* **REQUIRED WORK**: Where the listing shows an image, skip it and output all other material unchanged.

* **EXERCISE DATA**:
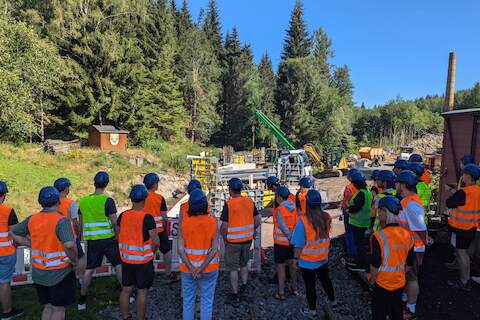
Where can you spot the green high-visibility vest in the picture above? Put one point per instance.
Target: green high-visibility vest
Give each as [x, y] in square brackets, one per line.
[96, 225]
[362, 218]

* **RESPONSE BELOW**:
Where can you spot the green high-visibility vest in the picture above? Put one point per instance.
Target: green high-visibility vest
Give each as [x, y] in square brackets, one per line.
[96, 225]
[362, 218]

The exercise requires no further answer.